**REQUEST:** Update the lines below so that each "farthest from its outline" becomes "most distant from its edge". Keep everything else unchanged.

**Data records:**
— BEGIN —
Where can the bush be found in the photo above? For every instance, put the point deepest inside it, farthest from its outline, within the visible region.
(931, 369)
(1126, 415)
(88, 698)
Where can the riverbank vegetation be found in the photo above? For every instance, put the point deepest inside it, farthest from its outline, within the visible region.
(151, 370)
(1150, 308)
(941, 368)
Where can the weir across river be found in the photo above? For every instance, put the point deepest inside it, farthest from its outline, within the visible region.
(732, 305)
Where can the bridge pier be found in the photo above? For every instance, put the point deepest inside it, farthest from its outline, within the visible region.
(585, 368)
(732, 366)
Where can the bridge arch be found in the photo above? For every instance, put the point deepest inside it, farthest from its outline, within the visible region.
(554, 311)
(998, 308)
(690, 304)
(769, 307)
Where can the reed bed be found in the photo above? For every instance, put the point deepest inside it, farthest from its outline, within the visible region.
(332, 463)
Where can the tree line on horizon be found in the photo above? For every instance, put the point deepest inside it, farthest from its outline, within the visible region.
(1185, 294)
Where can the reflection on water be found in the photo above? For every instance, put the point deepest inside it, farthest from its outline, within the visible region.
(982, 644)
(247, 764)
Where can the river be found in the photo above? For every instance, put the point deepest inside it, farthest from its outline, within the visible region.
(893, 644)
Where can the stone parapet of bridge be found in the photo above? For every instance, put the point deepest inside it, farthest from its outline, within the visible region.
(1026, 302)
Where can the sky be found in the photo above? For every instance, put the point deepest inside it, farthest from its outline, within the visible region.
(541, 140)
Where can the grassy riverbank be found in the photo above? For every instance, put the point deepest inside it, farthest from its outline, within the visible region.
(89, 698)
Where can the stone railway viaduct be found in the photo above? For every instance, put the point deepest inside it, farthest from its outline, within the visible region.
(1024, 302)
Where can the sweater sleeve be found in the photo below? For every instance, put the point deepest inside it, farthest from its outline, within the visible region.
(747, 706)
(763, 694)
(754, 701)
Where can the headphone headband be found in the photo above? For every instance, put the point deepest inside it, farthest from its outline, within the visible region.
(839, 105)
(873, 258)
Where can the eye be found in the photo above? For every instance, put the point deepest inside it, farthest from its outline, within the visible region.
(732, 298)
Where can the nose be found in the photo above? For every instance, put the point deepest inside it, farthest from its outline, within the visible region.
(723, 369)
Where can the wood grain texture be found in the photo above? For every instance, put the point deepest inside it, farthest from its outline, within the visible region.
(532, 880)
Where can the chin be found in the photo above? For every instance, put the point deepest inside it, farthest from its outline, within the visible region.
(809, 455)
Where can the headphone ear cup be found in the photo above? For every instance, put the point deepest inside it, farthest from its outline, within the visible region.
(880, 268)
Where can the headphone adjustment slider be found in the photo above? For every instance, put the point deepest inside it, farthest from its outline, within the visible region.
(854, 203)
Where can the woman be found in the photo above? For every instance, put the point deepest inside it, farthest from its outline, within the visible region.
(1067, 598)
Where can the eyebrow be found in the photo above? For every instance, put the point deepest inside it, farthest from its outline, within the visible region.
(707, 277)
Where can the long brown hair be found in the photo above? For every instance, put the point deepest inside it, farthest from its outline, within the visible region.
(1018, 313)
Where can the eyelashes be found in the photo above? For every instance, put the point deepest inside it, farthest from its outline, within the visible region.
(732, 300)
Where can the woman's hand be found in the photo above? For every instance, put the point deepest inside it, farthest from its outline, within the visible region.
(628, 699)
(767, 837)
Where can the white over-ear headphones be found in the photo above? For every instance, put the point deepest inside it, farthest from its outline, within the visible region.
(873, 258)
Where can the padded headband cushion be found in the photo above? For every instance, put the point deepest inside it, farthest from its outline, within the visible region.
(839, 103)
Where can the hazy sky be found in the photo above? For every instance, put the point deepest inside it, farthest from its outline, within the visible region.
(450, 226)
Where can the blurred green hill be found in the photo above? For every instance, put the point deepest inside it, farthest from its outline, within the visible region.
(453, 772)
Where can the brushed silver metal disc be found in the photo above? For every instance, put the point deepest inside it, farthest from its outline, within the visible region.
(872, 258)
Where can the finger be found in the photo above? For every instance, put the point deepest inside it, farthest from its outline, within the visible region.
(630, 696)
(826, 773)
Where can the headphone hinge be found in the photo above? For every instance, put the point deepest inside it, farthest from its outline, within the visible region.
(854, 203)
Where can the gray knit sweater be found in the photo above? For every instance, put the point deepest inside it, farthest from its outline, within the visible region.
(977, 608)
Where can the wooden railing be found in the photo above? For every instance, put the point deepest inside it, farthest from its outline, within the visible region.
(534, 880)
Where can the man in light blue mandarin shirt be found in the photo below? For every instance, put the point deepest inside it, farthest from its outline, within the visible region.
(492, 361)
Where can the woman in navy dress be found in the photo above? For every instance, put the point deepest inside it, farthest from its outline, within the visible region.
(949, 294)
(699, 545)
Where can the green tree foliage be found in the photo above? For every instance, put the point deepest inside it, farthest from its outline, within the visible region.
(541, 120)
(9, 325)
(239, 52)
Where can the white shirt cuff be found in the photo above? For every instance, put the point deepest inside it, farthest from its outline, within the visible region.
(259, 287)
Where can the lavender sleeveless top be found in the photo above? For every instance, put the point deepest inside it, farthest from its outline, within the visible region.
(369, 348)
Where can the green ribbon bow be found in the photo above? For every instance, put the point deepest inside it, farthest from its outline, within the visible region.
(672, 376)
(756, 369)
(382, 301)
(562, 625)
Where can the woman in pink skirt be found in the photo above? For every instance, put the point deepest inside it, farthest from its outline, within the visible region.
— END —
**OUTPUT FOR THIS EXERCISE:**
Where can the bush be found in the photo above? For every instance, put the point deepest inside it, most distant from its edge, within the visible region.
(931, 369)
(1126, 415)
(88, 698)
Where can the riverbank vegetation be found in the photo above? For every instance, put the point deepest inside it, most distant from its edge, within the visible region.
(151, 370)
(1150, 308)
(941, 368)
Where can the weir across river be found in the photo above? For every instance, put the point deepest inside it, most distant from its edge, within the visible region.
(732, 305)
Where can the bridge pier be found in the photo above? For every instance, put the point deepest inside it, most distant from its edge, within the visible region.
(585, 368)
(732, 366)
Where can the bridge arch be found in the photo above? For every instance, put the point deepest inside it, most distant from its edge, within the visible region.
(554, 311)
(998, 308)
(690, 304)
(769, 307)
Where can the reed bed be found in the photo above? For every instance, put the point deepest inside it, most distant from its edge, within the visible region.
(332, 463)
Where can the tree line on horizon be found in the photo above? For every instance, put the point deepest inside it, most distant from its edge, within the visible region.
(1185, 294)
Where can the reflection on water be found in the photo above? For every instance, put the point deepest inside it, most distant from its edge, within the visible region.
(982, 644)
(247, 764)
Where can the river be found in the photo above? For every instance, put the point deepest inside it, most distant from its edge, within the visible region.
(893, 644)
Where can the stone parapet of bridge be found in the photo above? For every instance, put the point deepest inside it, most distant from its edge, within the visible region.
(1026, 302)
Where can the sky be found in the photo above? For every instance, put the point deepest inside it, most distant from its edge, within the visible region.
(541, 140)
Where can the grassy riverbank be found in the photo above? For every instance, put the point deepest inside it, most distant from its edge, within the visible region.
(89, 698)
Where can the stone railway viaduct be found in the photo above? For every instance, put the point deepest inside it, most distant from its edge, within the visible region.
(1024, 302)
Where can the sweater sleeve be found in the photo below? For every instance, put the point deepest inside it, most distant from its edge, within the visible region.
(747, 706)
(763, 694)
(754, 701)
Where can the headphone headband be found in the photo above? For every instance, put the point deepest inside it, most distant from its edge, within the visible region.
(839, 105)
(873, 258)
Where can the eye be found in the photo above? For every instance, put the point deepest inside it, most distant from its edge, within the visible region.
(732, 298)
Where can the nose be found in the photo above? For every instance, put the point deepest inside it, most distant from its edge, within the visible region.
(723, 369)
Where can the wood grain texture be found in the photo above? For every instance, put the point deepest inside it, most distant from its edge, within the visible region.
(532, 880)
Where can the chin be found in the photo above? For every instance, put the point deepest inside it, most distant from its edge, within the visible region.
(809, 455)
Where can the headphone ear cup be found in the photo above? For every instance, put the point deepest inside it, most distant from its edge, within the visible region.
(880, 268)
Where can the headphone adjustment slider be found in the photo above? For every instance, put the point deepest inside it, most distant from its edge, within the visible region.
(854, 203)
Where can the woman be found in the photo above? For every instance, put the point deepest inside it, most distant from its edge, within the visible region.
(1067, 598)
Where can the eyebrow be found in the photo above? For every instance, put the point deepest inside it, most distant from its edge, within the visible region.
(707, 277)
Where can the long brown hair be found in the photo above? For every instance, put the point deepest inside it, most distant from its edge, within the visible region.
(1018, 313)
Where can the eyelashes be found in the photo above? For every instance, put the point deepest inside it, most distant from its edge, within the visible region.
(732, 300)
Where can the woman's hand be found in the photo above? For every instance, put the point deepest inside it, most distant from its edge, within the visible region.
(628, 699)
(767, 837)
Where can the white over-ear headphones be found in the photo above? For every instance, put the point deepest inside it, most distant from its edge, within the visible region.
(873, 258)
Where can the padded headband cushion be found in the photo above? For every instance, put the point deepest inside it, most distant from its edge, within the visible region.
(839, 103)
Where can the hazy sky be found in the photo above? For every instance, put the point deepest inside it, most distant from its edge, within the visible region.
(450, 226)
Where can the blurred green hill be found in the photo above? For every instance, put the point deepest inside it, most distant from its edge, within the visible region.
(453, 772)
Where can the brushed silver metal disc be found in the photo above? For every instance, put the point deepest inside it, most distant from its edge, within the visible region.
(872, 258)
Where can the finger be found in the photo above? For every instance, put the point deepest inside it, most distant from its edge, within the visible region.
(630, 696)
(826, 773)
Where can the headphone hinge be found in the photo above? For every instance, put the point deepest inside it, most distant from its edge, within the visible region.
(854, 203)
Where can the gray knit sweater be found in the photo above? For every instance, put the point deepest inside it, most distant from its edge, within the visible region.
(977, 608)
Where can the wooden railing be found in the photo above? For every instance, put the point deepest inside it, most distant from its edge, within the visible region.
(534, 880)
Where can the man in light blue mandarin shirt be found in the photo below? For every instance, put the point deepest inside it, most distant from its edge, within the visible region.
(492, 361)
Where can the woman in navy dress be found in the photo above? For every instance, put the point deepest inside it, most distant from its edge, within the visible region.
(949, 294)
(699, 545)
Where can the green tree foliage be found in the photo above? For every instance, put the point deepest inside it, most distant from its edge, within the visible region.
(541, 120)
(9, 325)
(239, 52)
Where can the white shirt cuff be found in the photo above? For every instance, put the point deepest inside it, most distant from its edge, within the visible region.
(259, 287)
Where can the lavender sleeveless top be found in the photo above? For every instance, put the point deepest inside it, most distant from its edge, within the visible region.
(369, 348)
Where can the green ribbon bow be found in the photo above? For every instance, put the point deepest inside it, most distant from its edge, within the visible region.
(672, 376)
(756, 369)
(382, 301)
(562, 625)
Where can the woman in pink skirt be found in the photo above? For every instance, put the point deepest inside it, most distant from its edge, within the visible region.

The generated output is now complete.